### Exercise task
Rewrite the rows from the line containing "this sample: (686,10)." through the last row, replacing "named phrase" with "given phrase" and leaving all else unchanged. Omit the pictures from the answer.

(Stored entries)
--- START ---
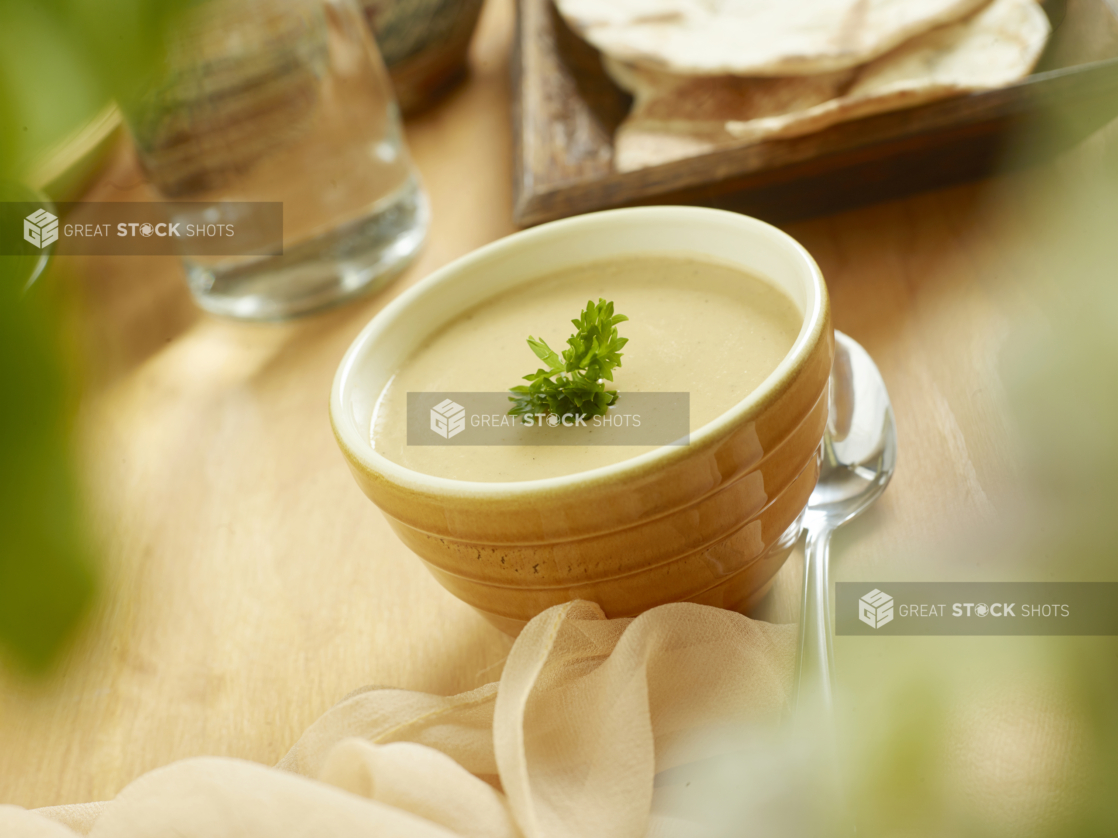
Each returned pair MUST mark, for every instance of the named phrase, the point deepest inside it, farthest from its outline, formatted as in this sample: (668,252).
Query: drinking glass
(282,101)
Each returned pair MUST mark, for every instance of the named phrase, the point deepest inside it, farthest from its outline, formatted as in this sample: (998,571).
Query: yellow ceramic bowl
(709,522)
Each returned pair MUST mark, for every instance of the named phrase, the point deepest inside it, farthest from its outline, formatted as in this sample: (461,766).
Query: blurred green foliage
(60,63)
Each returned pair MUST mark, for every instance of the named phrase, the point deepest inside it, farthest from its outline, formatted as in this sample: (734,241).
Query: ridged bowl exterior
(699,529)
(710,522)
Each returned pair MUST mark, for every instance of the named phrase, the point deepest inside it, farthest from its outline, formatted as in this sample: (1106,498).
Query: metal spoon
(788,788)
(859,458)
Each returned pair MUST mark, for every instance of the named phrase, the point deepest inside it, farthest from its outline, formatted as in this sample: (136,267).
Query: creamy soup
(694,326)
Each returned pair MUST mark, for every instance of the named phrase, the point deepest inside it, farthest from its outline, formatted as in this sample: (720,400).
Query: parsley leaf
(575,383)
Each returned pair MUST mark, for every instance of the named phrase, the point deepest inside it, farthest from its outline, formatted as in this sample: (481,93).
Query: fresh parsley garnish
(575,383)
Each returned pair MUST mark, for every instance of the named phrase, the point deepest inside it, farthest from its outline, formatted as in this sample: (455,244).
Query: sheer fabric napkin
(567,743)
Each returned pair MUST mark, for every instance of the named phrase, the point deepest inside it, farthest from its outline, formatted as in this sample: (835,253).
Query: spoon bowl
(859,459)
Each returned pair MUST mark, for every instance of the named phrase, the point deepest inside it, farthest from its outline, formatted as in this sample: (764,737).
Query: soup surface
(695,326)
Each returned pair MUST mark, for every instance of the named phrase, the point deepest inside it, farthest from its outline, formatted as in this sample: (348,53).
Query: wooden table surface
(248,584)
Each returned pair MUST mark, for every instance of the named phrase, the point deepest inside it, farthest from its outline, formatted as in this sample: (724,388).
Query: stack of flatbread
(711,74)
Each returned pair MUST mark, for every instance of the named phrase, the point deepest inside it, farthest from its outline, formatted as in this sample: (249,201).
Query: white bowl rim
(360,448)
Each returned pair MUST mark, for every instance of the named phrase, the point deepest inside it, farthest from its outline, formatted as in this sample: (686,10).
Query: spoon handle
(815,663)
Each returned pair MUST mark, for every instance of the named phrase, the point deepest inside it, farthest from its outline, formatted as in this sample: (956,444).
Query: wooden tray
(566,110)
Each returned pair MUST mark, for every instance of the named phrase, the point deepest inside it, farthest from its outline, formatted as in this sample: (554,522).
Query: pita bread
(755,37)
(679,116)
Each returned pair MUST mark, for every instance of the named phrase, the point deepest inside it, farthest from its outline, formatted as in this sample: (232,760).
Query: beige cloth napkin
(586,712)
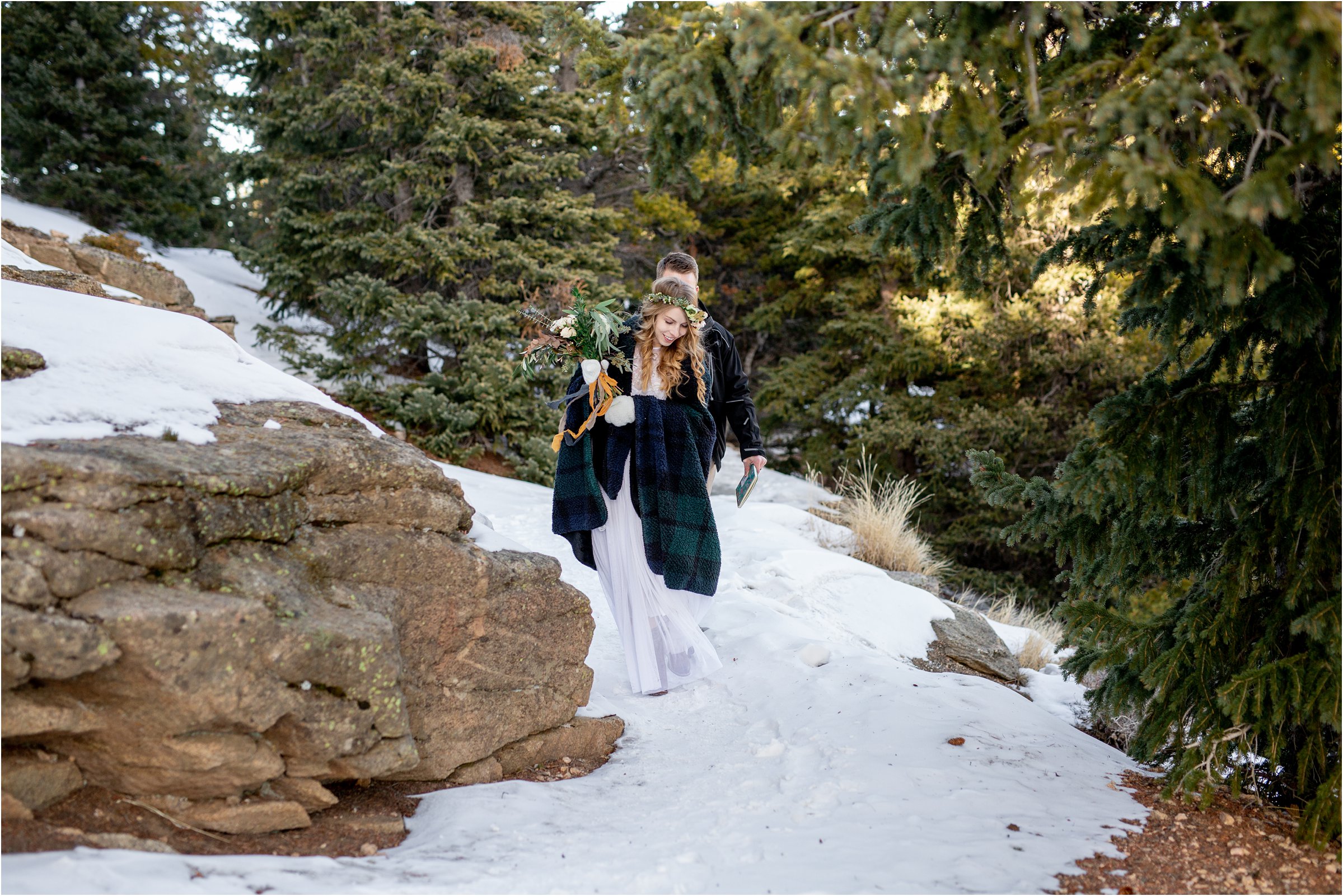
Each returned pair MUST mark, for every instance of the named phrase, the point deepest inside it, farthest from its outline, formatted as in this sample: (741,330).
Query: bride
(631,499)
--- END ---
### Solution to this exercise
Each returned pair MUST mark, for every instance of the given phrase, the point deepest inside it, farthest from its outline, formatted as in this sample: (686,10).
Query: spoon handle
(815,663)
Each returned pair MUST mark, for every instance of the given phrase, the point deepest inside it, farthest from its outline, formatted as in this sample: (956,444).
Query: wooden tray
(566,110)
Each returned pair MUST mark, for every instance of the given phrase, the point deepest inside it, farthest from its outline, formatted as in this sample: (554,522).
Query: pita bread
(755,37)
(679,116)
Each returned pair MUST mark, for every instance of the given phrase, the point deepest inside it, farthest from its outline, formatted as in this sample: (232,760).
Query: beige cloth napkin
(586,712)
Each returned pair MUST mark, for every instance of the given phrase, the point deepest inside it, farthest from its outline, formatted as in this sample: (741,330).
Query: bride
(631,499)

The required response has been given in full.